* Things to do:
1. In the blog post about relearning to love Wednesdays, which scripture reference did the friend tell the writer to look at?
2. Extract the passage from the blog post about relearning to love Wednesdays, starting at "Wednesdays: relearning to" and ending at "worship & talk about.".
3. Continue the blog post about relearning to love Wednesdays from the point where it stops.

* Selection:
Wednesday, November 28, 2012

Wednesdays: relearning to love.

ever since i found out i was moving, any day of the week involving church has been hard. when i found out i was moving, i began to almost dread Wednesday nights, Sunday mornings, Sunday nights... you get the idea. it seemed like every time i walking in the church building all kinds of emotions just jumbled up & wanted out.
why?? because youth, Sunday school, small groups, etc. are some of my absolute favorite things in the world. i love the people, but even more, i love the God the people come to worship & talk about.
since i've moved & my family has become members of a new church, going to church has still been a bit hard. especially Wednesday night youth.

i've really been on a roller coaster with God since the middle of June. this divine romance has been very frustrating at times. there are days where being passionate about Jesus is pretty much the last thing on my mind. i know the hard times in our lives are what usually end up bringing God the most glory, but sometimes life is just plain tough & i don't necessarily like it always.

i have expressed much of my frustration to friends & goodness are their responses always so encouraging. a while ago, when i was explaining how different youth was since i've moved and how it had been really hard for me to plug in & enjoy it, a good friend simply said, "Well, I guess you'll just have to relearn to love Wednesdays." & BOOM. that was exactly what i needed to do. [btw, i can promise you that this particular friend of mine has Jesus just oozing out of him. God commonly uses his wisdom to speak to me.] so i have been working my way through this process, but it can still be frustrating.
i have just wanted to give up quite often.
i sure do wish i would've realized 'giving up' was the key.

i am continuously giving things over to God, but i am also continuously taking things back.
i have had to come to the point where giving up is my only option, and it's a very good thing.
my heart also hasn't been sincere with Jesus in a while.

so again, two weeks ago, i was texting a friend pretty much ranting about Wednesdays and my relationship with God. i asked for some scripture and he said to look at Joel 2:11. i opened my Bible up and read that verse. by that point i was bursting in tears. TOTAL GOD MOMENT. then i kept reading through verse 14.

* Information provided:
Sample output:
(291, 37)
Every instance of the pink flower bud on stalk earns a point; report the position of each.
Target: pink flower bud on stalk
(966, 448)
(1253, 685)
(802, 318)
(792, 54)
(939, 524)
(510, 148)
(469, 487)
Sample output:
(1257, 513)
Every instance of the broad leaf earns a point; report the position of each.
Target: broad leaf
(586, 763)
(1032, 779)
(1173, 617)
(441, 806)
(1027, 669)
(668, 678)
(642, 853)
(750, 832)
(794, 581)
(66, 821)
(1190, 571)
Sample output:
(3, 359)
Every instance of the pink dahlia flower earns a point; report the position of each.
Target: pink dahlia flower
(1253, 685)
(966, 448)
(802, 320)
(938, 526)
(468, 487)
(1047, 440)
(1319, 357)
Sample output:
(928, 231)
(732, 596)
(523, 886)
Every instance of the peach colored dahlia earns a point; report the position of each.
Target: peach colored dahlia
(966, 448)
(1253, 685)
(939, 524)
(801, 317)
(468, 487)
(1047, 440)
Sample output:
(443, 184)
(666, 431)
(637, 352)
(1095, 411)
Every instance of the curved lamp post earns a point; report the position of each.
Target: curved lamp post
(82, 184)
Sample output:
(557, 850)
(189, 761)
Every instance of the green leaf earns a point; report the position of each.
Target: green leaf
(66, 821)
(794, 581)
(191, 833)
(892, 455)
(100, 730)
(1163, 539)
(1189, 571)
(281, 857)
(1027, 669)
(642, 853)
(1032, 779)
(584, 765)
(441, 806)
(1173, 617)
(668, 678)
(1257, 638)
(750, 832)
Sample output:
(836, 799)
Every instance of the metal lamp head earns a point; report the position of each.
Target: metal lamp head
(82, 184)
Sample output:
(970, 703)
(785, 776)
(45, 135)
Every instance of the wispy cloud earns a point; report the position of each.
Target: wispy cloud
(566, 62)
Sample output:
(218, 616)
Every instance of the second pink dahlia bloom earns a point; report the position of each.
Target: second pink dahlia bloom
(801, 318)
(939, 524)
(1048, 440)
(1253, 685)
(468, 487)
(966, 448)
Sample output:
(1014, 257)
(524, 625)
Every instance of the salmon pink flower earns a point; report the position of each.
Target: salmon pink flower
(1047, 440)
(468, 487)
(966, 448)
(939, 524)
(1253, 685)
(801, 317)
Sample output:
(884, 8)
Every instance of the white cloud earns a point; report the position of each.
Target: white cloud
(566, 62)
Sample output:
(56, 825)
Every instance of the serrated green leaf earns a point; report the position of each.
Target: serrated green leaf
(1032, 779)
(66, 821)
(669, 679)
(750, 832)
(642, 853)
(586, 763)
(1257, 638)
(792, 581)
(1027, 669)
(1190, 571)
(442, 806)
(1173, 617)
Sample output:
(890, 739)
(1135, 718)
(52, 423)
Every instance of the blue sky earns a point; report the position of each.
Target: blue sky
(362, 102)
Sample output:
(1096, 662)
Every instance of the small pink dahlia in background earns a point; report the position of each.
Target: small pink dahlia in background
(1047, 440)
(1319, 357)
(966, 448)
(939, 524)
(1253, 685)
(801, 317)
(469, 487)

* Answers provided:
1. Joel 2:11.

2.
Wednesdays: relearning to love.

ever since i found out i was moving, any day of the week involving church has been hard. when i found out i was moving, i began to almost dread Wednesday nights, Sunday mornings, Sunday nights... you get the idea. it seemed like every time i walking in the church building all kinds of emotions just jumbled up & wanted out.
why?? because youth, Sunday school, small groups, etc. are some of my absolute favorite things in the world. i love the people, but even more, i love the God the people come to worship & talk about.

3.
Joel 2:11-14a
"...The day of the Lord is great; it is dreadful. Who can endure it? 'Even now,' declares the Lord, 'return to me with all your heart, with fasting and weeping and mourning. Rend your heart and not your garments. Return to the Lord your God, for he is gracious and compassionate, slow to anger and abounding in love, and he relents from sending calamity. Who knows? He may turn and have pity and leave behind a blessing--...'"

after reading this, the ugly tears from my sobs just ran down.
at that moment, i gave up. i finally came to my breaking point.
i can honestly say i have become broken for the Lord. & goodness my messy life has slowly been turning back into a beautiful little mess.

so tonight, [Wednesday], i went to youth in Lamesa. it was great. i just laughed and laughed with wonderful people. worship was absolutely amazing for me. honestly, it was probably the first time i have felt the presence of God and sincerely worshipped Him in a long time. i just stood there thinking, "I love Jesus!" and "Gosh, God. I love you." it sounds terrible but i haven't sincerely told God i loved Him since this Summer. i can't even begin to tell you how beautiful my "gracious and compassionate, and slow to anger and abounding in love" Jesus is.

i have to tell you my favorite part of the night though. before worship & after all the laughter, i found my a sweet, sweet friend, Sharayah, in a room alone listening music & praying. she was just spending time with God. i opening the door and went & sat down next to her on the ground. we simply sat there and talked about our lives, all the while with music playing over us in the background. she is such a dear friend with such a sweet and loving heart. i told her about pretty much everything in this blog [and more]. she replied with some of the kindest, and loving compliments. Shay has been such a beautiful encouragement and blessing to me. just sitting there talking to her about our struggles with God and the amazingness of Christ, made worship afterwards so much for real for me.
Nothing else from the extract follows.